(Image lines on named regions)
* * * * *
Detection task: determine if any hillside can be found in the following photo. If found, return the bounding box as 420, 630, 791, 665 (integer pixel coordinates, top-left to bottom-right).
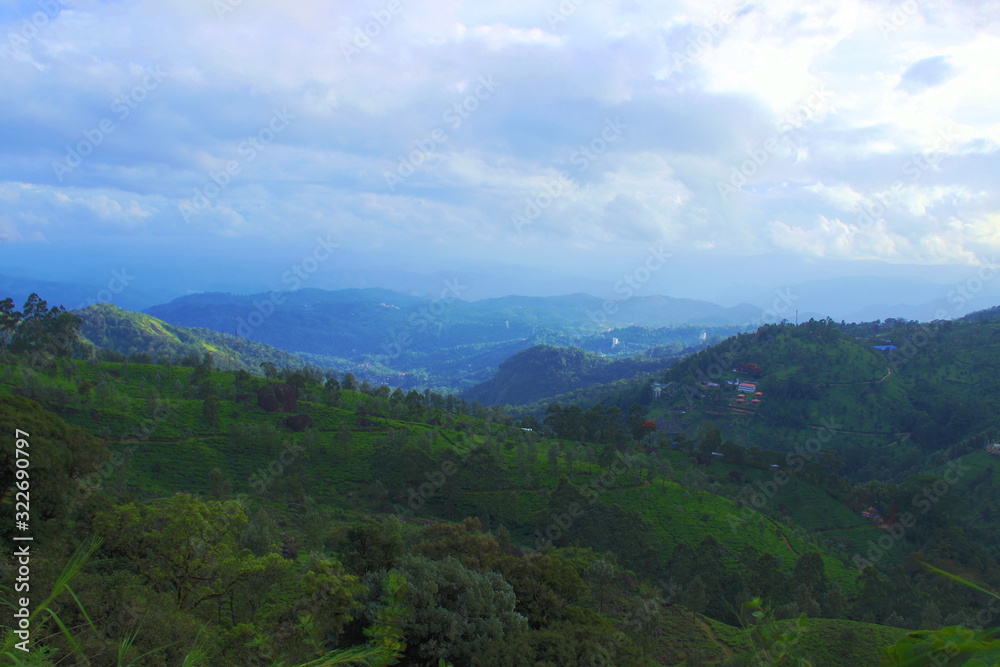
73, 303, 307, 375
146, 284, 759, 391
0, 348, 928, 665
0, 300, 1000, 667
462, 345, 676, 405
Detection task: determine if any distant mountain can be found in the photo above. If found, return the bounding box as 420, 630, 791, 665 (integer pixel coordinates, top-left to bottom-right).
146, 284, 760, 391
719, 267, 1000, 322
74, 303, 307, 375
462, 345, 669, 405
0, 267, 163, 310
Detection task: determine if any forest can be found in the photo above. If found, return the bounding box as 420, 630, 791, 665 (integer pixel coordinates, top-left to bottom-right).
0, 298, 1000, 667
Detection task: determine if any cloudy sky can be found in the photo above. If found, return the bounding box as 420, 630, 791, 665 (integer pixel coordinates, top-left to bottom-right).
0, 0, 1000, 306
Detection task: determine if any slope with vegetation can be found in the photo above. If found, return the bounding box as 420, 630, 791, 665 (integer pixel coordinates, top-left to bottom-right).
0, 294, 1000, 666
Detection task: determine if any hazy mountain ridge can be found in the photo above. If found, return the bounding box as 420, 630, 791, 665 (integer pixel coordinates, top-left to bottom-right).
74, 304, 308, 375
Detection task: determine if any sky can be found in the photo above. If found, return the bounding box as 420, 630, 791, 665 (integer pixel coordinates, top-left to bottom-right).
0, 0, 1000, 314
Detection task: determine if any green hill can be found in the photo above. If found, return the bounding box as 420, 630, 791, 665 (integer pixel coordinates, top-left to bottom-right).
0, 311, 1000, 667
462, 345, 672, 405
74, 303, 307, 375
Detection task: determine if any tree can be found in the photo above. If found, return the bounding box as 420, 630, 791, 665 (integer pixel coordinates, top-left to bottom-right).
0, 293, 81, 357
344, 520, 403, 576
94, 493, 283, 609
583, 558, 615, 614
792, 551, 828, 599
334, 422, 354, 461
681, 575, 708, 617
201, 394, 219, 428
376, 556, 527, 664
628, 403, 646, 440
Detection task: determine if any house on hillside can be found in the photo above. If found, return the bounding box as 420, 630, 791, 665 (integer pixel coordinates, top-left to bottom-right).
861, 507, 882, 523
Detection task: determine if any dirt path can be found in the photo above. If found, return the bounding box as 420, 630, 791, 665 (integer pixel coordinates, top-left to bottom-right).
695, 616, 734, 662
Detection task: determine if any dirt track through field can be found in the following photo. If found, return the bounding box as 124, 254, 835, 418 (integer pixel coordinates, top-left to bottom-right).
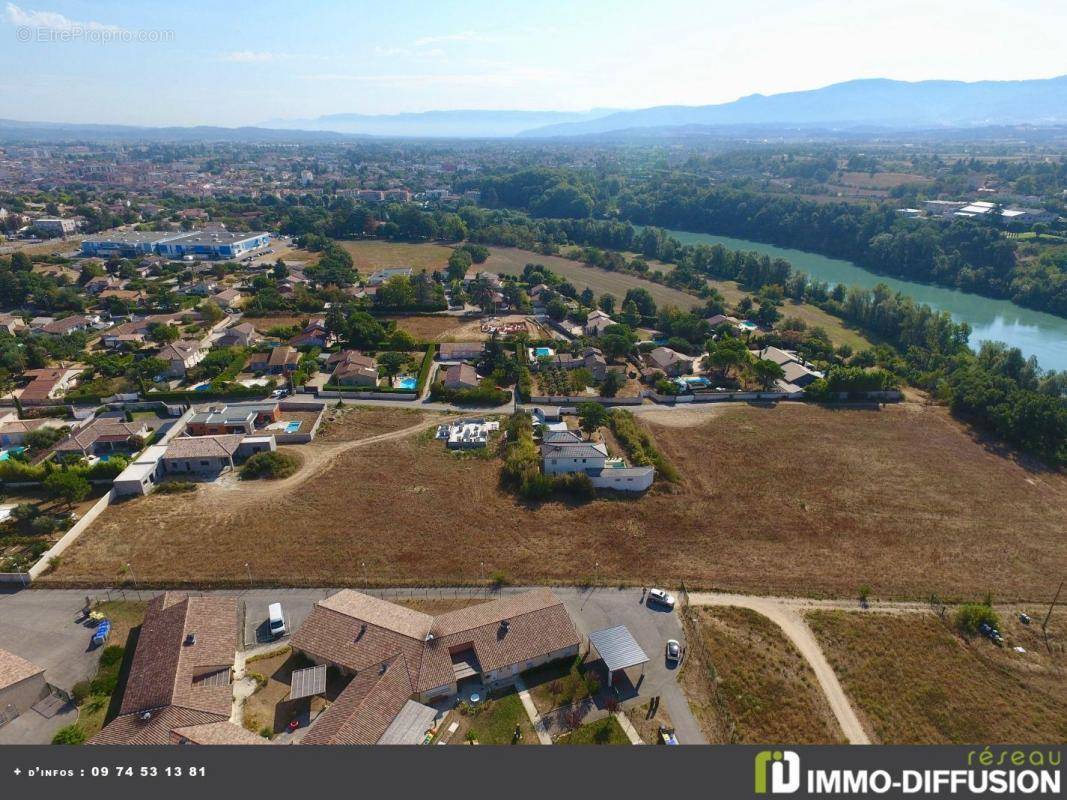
* * * * *
WHAT YOU ARE ASKED TO DO ::
Could you copy every line above word for word, leaving out the pictures?

RESPONSE TO THIS EXERCISE ::
Detection task: determine if any hillside can be found in the following photo. If found, return the bounding box as 420, 630, 791, 665 (integer pixel coordinates, top-left to bottom-right).
73, 303, 307, 375
146, 284, 759, 391
0, 348, 928, 665
0, 300, 1000, 667
462, 345, 676, 405
Detection task: determine if any distant mountain can be found in the photo above. If found, return the bounding box as 420, 630, 791, 665 (integer pixel coordinates, top-left to bottom-right).
146, 284, 760, 391
719, 267, 1000, 322
74, 303, 307, 375
462, 345, 669, 405
0, 267, 163, 310
Detection task: determine if any forest can be found in the photo above. If found, return the bounding box as 420, 630, 791, 665 (integer pixel coordinates, top-left to bottom-right).
0, 298, 1000, 667
Detection task: determine if any cloudy sky can be found in the photo above. If found, return the bounding box as 420, 630, 791, 665 (integer pixel coordinates, top-left to bottom-right).
0, 0, 1000, 306
Detection task: determine if any slope with vegetation can be found in the photo above. If found, return the bounding box as 420, 630, 791, 665 (integer pixel coordinates, top-left to bottom-right).
0, 294, 1000, 666
Detection task: determine if any hazy mountain ridge can be found in the photo above. If found, return the bounding box as 420, 630, 791, 665 (integer pixel coordinates, top-left to bottom-right).
74, 304, 308, 375
Detection task: determine if any sky can be found in the photo above. If found, return the bounding box as 420, 630, 791, 665 (integer pixel coordinates, top-left to bottom-right).
0, 0, 1000, 314
Detection task: determine if any green hill can be found in the photo above. If found, return the bounding box as 420, 630, 791, 665 (integer pixel coordinates, top-left to bottom-right).
0, 311, 1000, 667
462, 345, 672, 405
74, 303, 307, 375
Detection task: determine if any tree can be found in the photo above. If found, return the bounding box as 420, 630, 791, 665 (integer pixel coordinates, top-left to bottom-right).
0, 293, 81, 357
344, 520, 403, 576
94, 493, 283, 609
583, 558, 615, 614
792, 551, 828, 599
334, 422, 354, 461
681, 575, 708, 617
201, 394, 219, 428
376, 556, 527, 664
628, 403, 646, 440
Detection task: determine if any house on hillside can be found in the photo above. If found, return the bounding box as 420, 630, 791, 665 (integer pixel coordinates, top-left to bottom-right).
861, 507, 882, 523
Detection task: determine if any dirt path can be found in the photo above. If found, return the bounding box as 420, 630, 791, 665 (integer pixel coordinates, top-left to bottom-right).
695, 616, 734, 662
Detection task: determine if any dirt track through field can be found in the following photo. If found, return the bounding box as 124, 254, 835, 418 (integer pixel coordinates, top-left to bottom-right).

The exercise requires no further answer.